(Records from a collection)
★ ★ ★ ★ ★

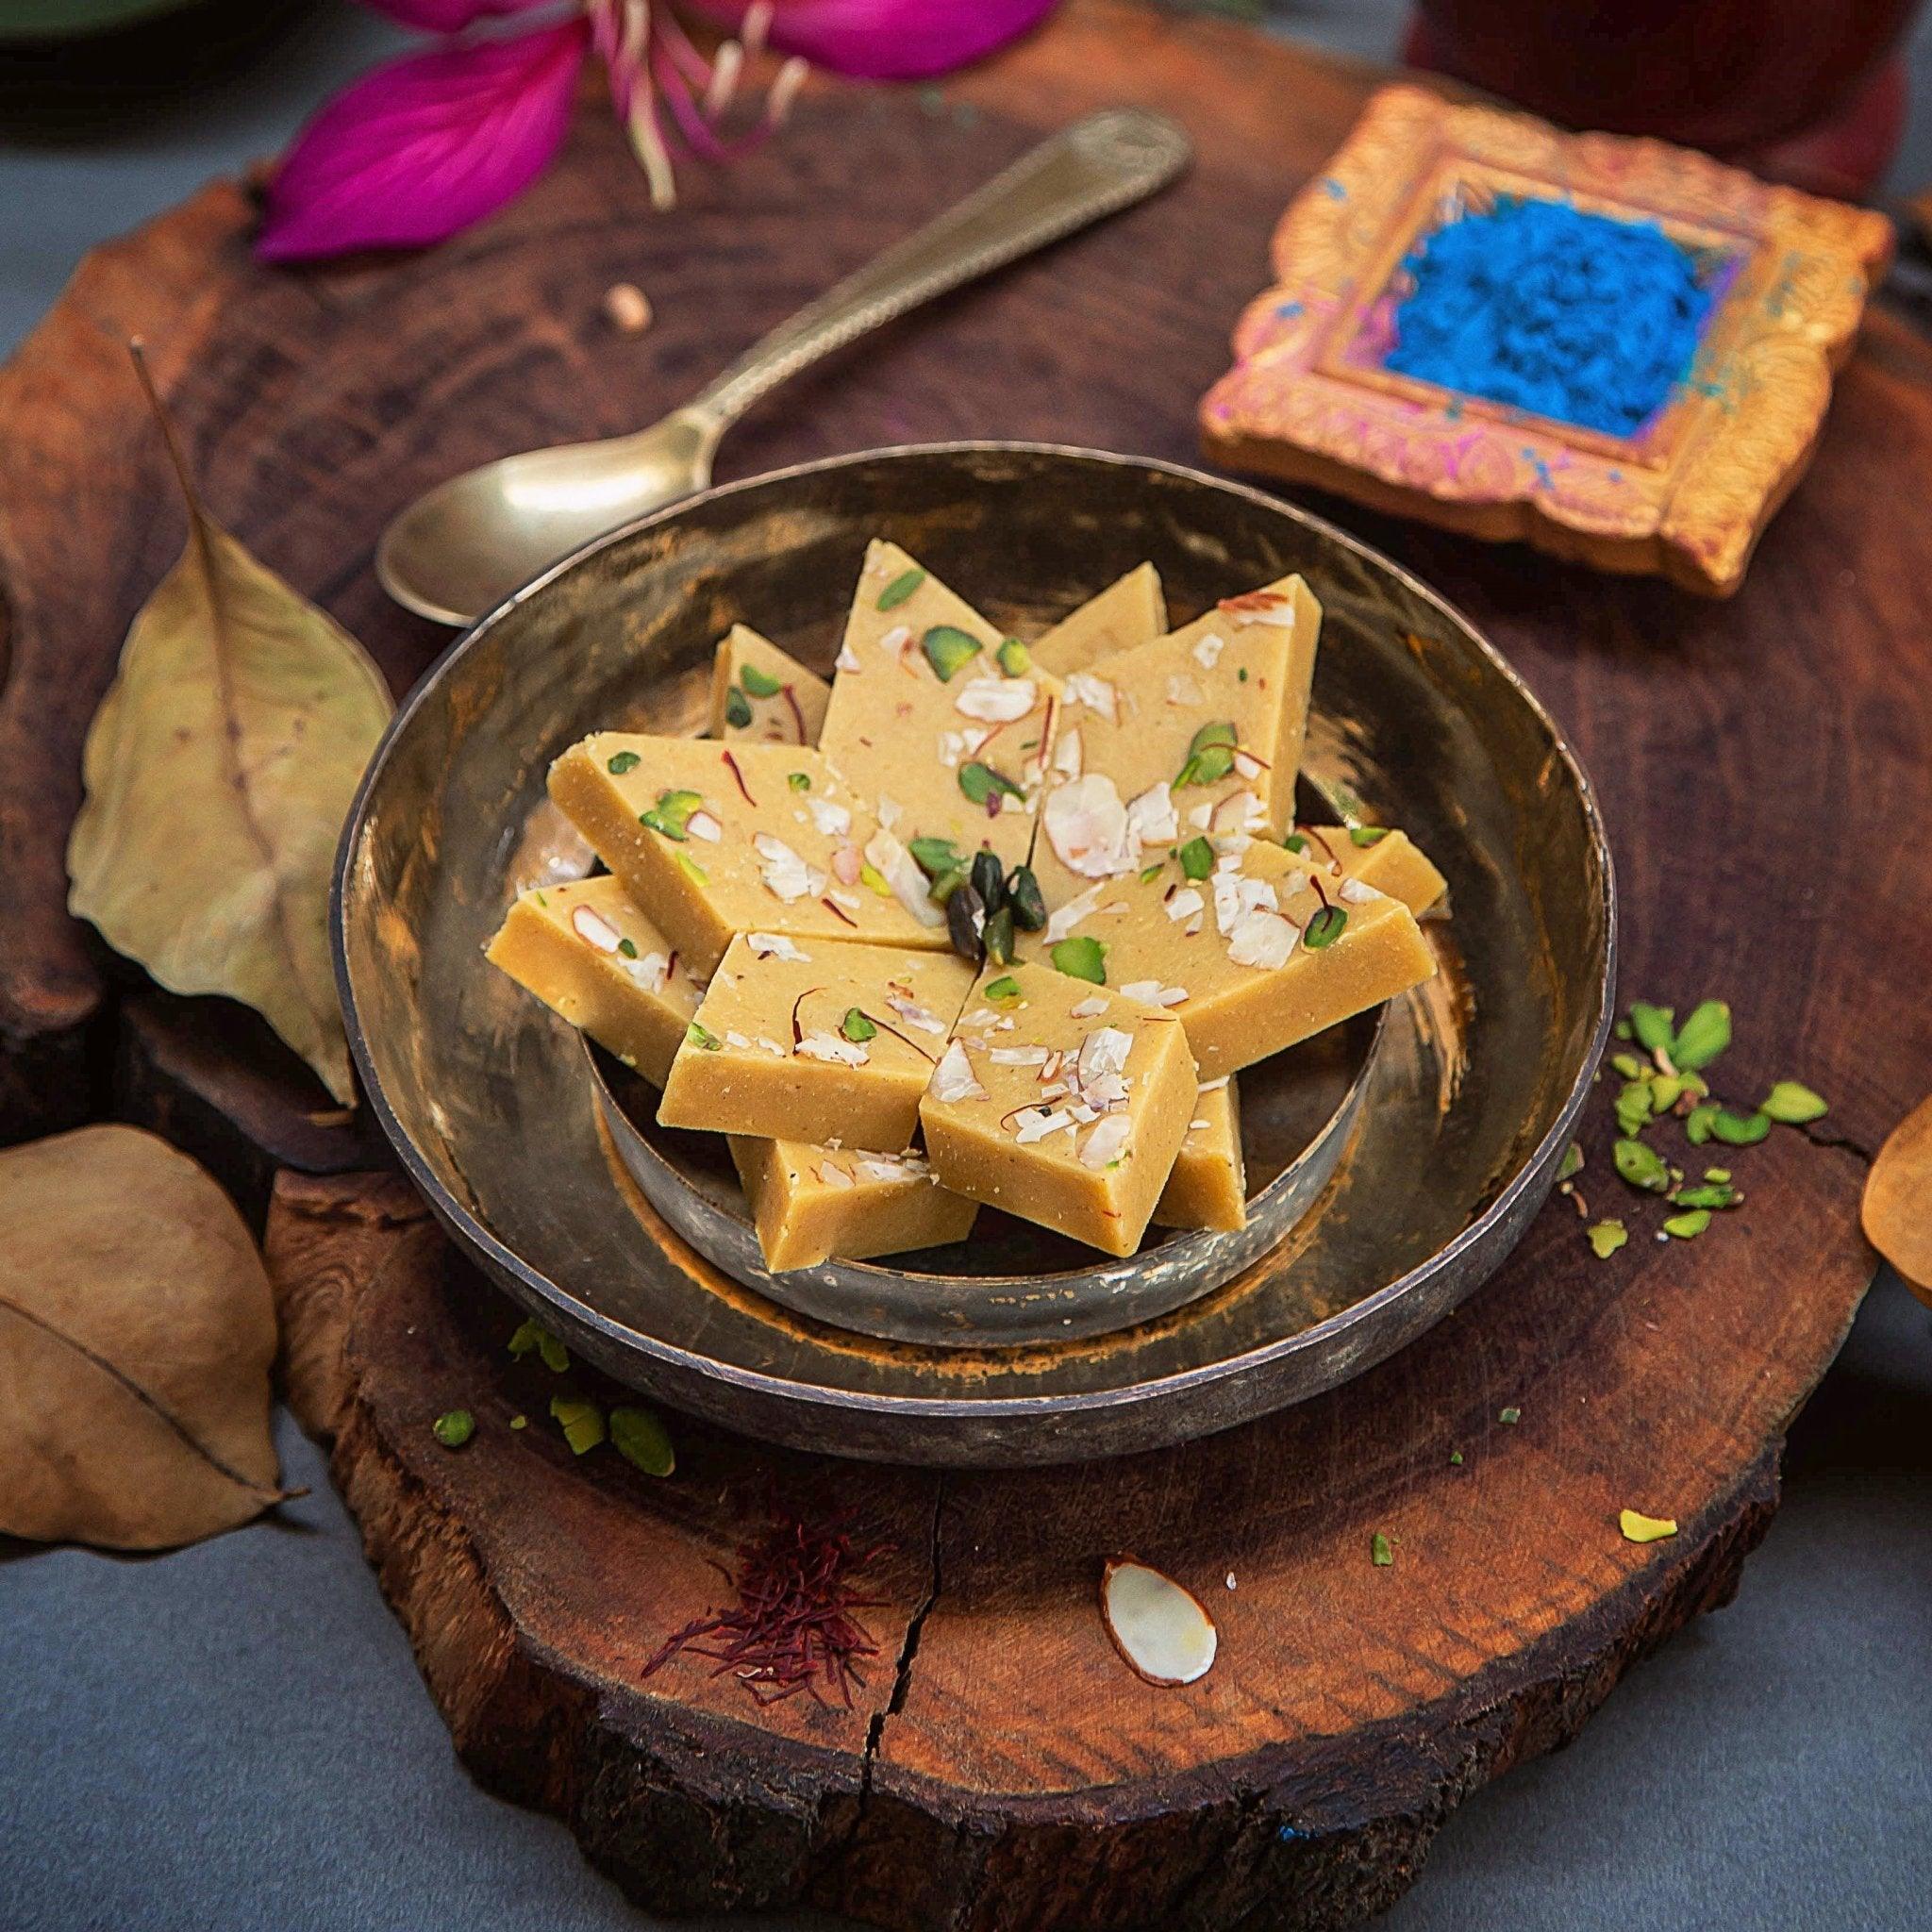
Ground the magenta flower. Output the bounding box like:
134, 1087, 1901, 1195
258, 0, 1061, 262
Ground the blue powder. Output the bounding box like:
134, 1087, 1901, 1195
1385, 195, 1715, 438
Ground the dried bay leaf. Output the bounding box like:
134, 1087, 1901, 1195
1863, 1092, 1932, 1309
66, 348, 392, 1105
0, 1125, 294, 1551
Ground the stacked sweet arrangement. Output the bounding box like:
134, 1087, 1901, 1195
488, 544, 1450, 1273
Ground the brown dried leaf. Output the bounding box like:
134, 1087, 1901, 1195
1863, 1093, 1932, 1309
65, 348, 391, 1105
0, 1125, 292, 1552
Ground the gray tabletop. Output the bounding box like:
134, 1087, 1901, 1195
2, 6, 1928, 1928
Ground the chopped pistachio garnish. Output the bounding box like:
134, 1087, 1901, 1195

★ ★ ★ ★ ★

WORK TASK →
From the first line to the last, copy the records above exactly and drop any pictures.

EXERCISE SOLUTION →
Ground the magenta flower. Output the bounding box like:
134, 1087, 1901, 1195
258, 0, 1061, 262
Ground the blue powder. Output the bounding box like:
134, 1087, 1901, 1195
1385, 195, 1715, 438
Ground the dried bay leaf. Output the bounding box like:
134, 1087, 1901, 1195
1863, 1092, 1932, 1309
66, 348, 392, 1105
0, 1125, 294, 1551
Ground the stacked sweet arrangement. Output the bounding box like:
134, 1087, 1901, 1195
488, 544, 1450, 1273
Ground the brown dried leaf. Output the bounding box like:
134, 1087, 1901, 1195
1863, 1093, 1932, 1309
65, 348, 391, 1105
0, 1125, 292, 1552
Ground the gray tabletop. Output the bounding box like:
134, 1087, 1901, 1195
2, 6, 1928, 1928
Ground the chopped pistachio garnish. Output the bounding box like:
134, 1087, 1901, 1195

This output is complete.